▶ [TASK REQUIREMENTS]
Whenever a line in this data holds the word "vegetable", report that line in full.

===== DATA TO EXAMINE =====

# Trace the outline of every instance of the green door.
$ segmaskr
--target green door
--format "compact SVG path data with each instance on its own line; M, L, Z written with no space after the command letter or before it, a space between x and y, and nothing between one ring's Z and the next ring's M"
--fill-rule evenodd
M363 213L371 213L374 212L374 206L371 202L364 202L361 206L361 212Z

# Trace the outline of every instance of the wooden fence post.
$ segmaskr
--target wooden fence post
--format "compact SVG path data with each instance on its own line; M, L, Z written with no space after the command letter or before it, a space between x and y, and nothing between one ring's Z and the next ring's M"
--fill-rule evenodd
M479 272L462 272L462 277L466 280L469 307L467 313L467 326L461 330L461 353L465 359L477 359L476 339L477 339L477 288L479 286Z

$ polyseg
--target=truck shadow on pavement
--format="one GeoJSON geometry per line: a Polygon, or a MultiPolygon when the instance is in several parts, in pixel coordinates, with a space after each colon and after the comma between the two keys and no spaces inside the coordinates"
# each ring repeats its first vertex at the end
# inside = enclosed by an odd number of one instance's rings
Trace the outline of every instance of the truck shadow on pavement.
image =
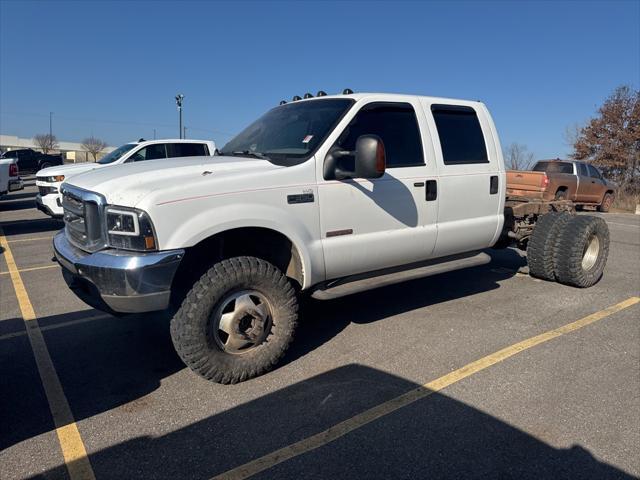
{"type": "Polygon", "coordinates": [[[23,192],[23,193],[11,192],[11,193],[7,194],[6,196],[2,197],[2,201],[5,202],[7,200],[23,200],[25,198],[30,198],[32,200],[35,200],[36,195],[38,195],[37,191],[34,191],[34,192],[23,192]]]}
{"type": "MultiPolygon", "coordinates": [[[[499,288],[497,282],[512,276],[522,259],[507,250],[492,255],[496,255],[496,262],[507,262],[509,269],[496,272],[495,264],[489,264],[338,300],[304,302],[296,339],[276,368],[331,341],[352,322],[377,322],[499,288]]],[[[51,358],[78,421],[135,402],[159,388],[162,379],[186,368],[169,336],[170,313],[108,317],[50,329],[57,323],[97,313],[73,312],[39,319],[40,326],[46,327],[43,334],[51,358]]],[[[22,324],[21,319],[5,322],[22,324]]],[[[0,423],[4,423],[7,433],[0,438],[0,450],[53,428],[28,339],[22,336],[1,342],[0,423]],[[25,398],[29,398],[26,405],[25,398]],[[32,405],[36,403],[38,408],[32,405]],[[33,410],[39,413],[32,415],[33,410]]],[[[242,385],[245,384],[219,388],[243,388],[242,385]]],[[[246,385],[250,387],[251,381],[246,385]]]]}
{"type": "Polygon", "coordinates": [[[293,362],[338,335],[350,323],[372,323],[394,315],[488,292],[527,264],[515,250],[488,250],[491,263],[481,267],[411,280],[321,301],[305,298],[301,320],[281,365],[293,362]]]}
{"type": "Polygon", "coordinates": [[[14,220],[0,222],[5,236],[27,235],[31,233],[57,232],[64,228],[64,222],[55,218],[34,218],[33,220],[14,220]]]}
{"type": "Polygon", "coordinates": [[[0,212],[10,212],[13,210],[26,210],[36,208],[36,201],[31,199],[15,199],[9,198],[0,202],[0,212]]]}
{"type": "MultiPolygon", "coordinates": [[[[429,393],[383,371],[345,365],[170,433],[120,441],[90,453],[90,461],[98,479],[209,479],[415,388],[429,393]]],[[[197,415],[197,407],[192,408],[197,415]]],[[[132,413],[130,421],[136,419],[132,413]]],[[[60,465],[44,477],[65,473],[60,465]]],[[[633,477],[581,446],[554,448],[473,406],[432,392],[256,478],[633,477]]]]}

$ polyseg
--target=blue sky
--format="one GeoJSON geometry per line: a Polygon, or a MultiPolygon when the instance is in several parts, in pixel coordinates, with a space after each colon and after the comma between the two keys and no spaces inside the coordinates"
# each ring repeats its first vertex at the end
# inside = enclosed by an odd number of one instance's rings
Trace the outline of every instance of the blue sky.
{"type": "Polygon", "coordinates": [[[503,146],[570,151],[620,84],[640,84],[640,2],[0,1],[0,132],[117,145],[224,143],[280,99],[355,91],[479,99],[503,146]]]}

=====
===== DATA TO EXAMINE =====

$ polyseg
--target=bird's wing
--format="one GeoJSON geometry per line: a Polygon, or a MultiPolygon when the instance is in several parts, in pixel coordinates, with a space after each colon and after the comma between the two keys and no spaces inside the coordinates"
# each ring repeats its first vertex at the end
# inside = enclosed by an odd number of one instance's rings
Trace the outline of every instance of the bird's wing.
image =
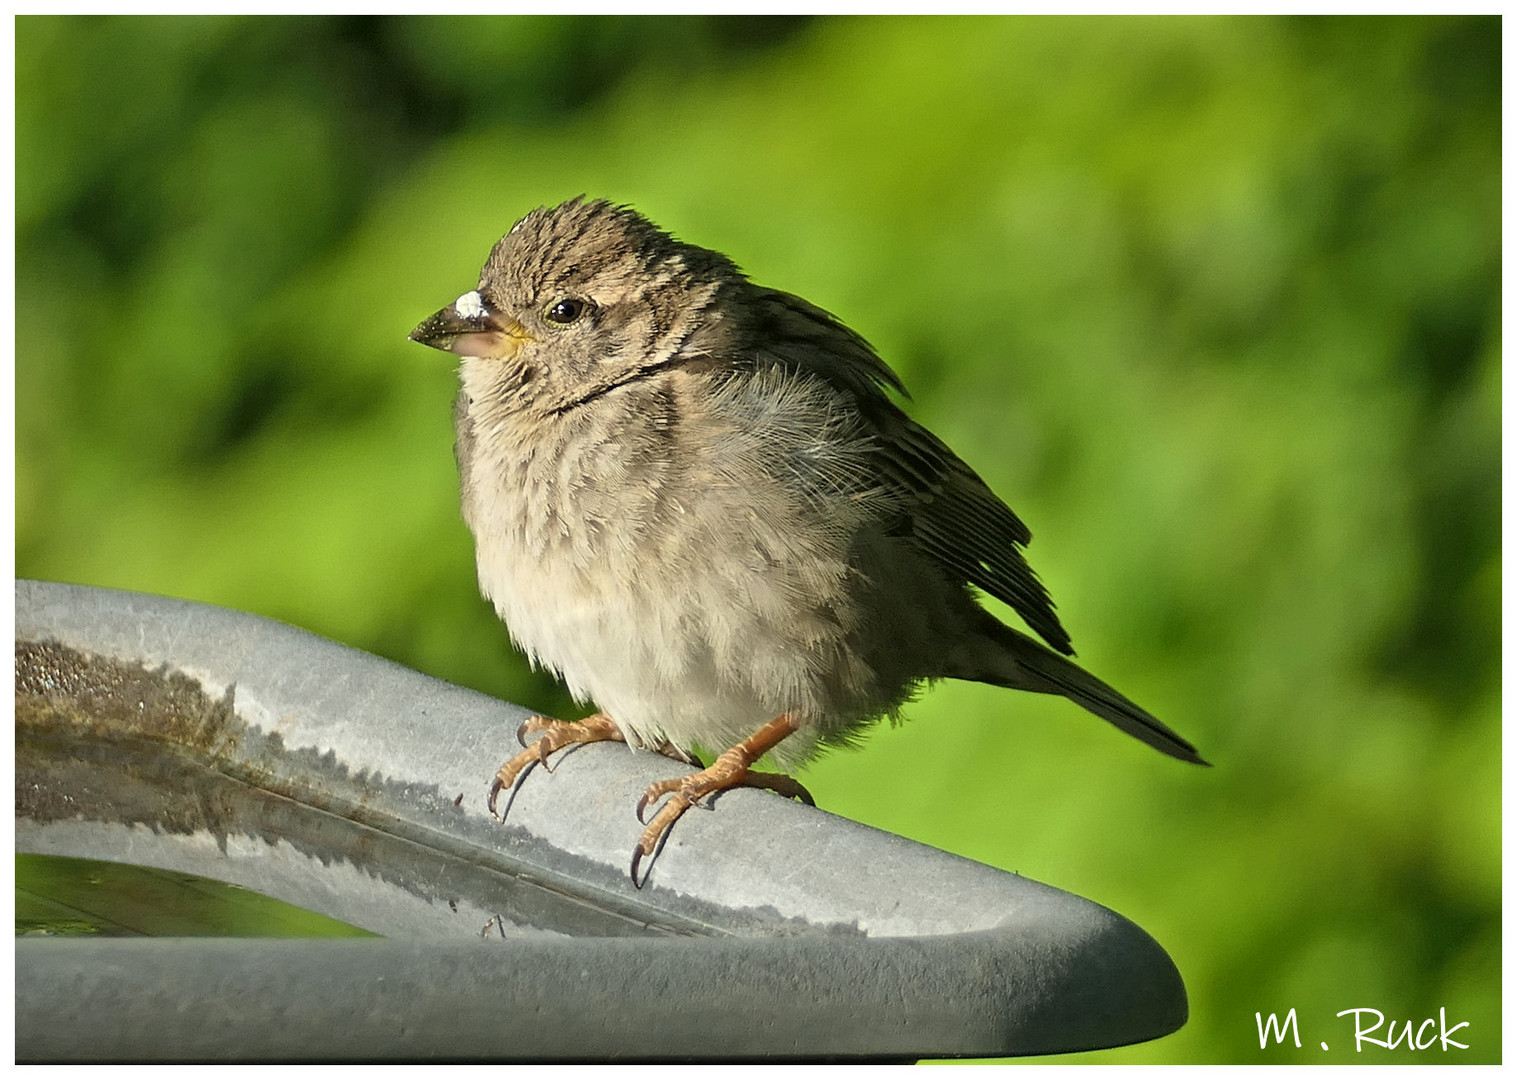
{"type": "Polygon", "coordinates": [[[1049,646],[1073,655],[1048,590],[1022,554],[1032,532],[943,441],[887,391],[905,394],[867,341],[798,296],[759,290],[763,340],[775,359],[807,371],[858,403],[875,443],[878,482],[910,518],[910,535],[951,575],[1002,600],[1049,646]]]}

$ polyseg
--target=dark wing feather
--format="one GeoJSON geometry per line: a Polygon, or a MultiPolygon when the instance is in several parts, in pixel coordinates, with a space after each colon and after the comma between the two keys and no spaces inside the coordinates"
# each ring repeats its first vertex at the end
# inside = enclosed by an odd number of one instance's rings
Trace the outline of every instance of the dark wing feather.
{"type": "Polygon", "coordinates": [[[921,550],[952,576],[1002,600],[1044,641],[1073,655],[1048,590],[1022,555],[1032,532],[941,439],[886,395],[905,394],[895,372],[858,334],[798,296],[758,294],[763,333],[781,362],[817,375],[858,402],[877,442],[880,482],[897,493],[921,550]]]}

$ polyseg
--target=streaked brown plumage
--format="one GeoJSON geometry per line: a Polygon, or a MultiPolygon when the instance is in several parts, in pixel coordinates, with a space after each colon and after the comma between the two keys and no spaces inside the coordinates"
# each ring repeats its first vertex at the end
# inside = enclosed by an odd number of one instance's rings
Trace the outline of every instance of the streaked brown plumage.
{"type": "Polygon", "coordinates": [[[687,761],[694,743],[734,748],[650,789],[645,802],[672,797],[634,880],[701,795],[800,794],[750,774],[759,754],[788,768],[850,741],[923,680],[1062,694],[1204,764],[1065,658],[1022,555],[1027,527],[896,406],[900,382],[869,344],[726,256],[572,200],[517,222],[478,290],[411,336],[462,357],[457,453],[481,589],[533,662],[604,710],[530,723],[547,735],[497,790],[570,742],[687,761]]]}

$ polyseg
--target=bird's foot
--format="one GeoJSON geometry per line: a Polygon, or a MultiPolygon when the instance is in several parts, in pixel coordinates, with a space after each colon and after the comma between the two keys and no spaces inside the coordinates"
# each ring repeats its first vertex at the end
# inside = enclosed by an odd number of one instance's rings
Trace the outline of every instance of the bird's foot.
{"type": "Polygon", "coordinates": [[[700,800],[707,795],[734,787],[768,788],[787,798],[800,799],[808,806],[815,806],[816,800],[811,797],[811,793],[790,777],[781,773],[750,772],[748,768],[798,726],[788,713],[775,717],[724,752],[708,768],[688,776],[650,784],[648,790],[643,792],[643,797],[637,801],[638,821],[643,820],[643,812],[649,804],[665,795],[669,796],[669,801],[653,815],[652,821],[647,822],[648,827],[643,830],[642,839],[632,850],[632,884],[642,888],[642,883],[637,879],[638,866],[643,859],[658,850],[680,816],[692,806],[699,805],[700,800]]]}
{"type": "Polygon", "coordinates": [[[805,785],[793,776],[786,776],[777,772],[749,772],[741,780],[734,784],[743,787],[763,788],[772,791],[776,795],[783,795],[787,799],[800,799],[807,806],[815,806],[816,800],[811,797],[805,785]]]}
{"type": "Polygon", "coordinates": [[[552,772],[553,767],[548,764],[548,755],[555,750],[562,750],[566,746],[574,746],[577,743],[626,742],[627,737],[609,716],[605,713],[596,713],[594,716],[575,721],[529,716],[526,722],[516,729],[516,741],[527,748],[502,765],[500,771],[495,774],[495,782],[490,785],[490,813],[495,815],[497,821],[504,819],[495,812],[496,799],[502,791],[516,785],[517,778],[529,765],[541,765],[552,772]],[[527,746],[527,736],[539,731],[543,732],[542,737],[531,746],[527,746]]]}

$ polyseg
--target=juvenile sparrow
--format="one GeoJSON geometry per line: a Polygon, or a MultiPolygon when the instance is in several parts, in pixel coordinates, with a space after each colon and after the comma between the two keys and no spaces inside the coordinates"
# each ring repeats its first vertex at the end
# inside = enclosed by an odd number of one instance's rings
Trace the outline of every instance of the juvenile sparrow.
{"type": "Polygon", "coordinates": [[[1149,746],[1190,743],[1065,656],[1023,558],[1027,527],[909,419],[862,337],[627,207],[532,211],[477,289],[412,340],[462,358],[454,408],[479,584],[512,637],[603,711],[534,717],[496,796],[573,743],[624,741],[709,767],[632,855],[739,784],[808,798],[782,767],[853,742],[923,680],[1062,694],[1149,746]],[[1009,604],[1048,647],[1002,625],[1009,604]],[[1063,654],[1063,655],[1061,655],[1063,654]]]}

=====
===== DATA TO EXAMINE =====

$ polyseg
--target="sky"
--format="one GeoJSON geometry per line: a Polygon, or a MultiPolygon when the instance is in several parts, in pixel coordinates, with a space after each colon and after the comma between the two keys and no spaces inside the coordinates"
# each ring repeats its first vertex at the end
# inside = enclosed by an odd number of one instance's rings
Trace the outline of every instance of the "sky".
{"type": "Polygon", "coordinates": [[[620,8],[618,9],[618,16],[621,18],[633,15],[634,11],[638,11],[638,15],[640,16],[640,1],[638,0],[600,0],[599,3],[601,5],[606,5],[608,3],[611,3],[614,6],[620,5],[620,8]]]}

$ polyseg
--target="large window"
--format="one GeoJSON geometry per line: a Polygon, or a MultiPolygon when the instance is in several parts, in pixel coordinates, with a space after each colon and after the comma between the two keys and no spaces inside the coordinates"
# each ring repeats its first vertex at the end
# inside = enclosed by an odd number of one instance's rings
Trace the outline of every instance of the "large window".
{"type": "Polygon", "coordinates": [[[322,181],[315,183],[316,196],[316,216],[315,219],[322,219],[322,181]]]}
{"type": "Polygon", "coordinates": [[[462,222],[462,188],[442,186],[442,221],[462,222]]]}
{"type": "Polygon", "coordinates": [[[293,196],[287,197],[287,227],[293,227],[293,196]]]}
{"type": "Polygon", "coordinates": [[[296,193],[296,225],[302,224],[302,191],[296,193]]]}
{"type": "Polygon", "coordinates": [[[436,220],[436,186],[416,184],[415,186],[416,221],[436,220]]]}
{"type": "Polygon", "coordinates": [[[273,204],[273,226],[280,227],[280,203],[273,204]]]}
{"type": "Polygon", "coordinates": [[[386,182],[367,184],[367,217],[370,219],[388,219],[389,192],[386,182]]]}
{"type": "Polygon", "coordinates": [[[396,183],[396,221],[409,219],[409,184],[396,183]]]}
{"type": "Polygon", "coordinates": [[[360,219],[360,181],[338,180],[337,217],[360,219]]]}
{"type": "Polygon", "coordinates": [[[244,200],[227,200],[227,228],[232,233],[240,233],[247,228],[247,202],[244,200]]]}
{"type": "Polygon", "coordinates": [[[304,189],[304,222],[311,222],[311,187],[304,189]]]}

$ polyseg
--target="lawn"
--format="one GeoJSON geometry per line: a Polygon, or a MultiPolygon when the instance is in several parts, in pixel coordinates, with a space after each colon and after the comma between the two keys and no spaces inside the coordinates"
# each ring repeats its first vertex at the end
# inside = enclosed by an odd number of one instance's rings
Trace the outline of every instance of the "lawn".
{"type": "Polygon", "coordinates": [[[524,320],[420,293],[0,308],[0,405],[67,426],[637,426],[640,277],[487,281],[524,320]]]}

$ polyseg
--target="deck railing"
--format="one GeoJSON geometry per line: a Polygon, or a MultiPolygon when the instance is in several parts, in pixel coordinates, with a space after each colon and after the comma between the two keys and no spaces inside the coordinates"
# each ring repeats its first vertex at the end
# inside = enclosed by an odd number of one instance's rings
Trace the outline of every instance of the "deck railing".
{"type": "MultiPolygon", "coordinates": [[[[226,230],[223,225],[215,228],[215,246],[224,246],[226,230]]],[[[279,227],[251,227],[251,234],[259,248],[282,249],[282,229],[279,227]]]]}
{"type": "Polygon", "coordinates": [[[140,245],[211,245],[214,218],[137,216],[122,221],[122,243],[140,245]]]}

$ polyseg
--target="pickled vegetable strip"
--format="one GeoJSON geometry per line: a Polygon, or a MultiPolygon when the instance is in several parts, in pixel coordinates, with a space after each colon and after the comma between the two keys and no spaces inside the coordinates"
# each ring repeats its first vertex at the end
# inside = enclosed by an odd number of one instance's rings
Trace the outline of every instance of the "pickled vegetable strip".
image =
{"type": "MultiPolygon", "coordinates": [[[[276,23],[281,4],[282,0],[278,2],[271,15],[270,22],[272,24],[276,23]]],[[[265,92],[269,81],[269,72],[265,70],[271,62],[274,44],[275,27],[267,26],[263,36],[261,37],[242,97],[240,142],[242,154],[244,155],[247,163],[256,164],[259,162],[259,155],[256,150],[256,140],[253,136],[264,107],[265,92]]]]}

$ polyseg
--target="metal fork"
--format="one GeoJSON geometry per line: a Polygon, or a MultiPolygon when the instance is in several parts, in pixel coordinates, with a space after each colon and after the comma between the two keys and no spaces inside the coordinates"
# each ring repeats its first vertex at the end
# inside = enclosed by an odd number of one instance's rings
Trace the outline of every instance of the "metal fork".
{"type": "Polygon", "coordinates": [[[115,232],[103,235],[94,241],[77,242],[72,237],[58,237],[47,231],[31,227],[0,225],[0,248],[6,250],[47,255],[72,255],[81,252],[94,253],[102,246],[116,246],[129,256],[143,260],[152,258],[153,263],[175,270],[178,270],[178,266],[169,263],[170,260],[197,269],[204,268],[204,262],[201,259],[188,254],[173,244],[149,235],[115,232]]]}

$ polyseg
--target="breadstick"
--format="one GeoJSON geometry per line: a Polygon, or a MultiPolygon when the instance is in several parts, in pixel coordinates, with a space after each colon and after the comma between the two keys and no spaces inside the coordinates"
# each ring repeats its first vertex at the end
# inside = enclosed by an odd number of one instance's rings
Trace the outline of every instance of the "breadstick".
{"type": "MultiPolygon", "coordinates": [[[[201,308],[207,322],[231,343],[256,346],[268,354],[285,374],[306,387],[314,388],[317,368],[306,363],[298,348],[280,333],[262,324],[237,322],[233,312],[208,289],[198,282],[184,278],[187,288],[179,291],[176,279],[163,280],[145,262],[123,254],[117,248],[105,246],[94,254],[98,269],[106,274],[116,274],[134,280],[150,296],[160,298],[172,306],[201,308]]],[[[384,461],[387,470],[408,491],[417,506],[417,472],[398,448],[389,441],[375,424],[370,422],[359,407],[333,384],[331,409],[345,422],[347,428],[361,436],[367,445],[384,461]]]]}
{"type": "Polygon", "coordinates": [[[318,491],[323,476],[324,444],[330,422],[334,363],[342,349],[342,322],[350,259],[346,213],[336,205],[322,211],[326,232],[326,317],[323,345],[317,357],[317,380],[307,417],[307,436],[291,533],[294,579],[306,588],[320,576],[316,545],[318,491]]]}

=====

▶ [SOLUTION TO THE PROBLEM]
--target="pickled vegetable strip"
Trace the outline of every instance of the "pickled vegetable strip".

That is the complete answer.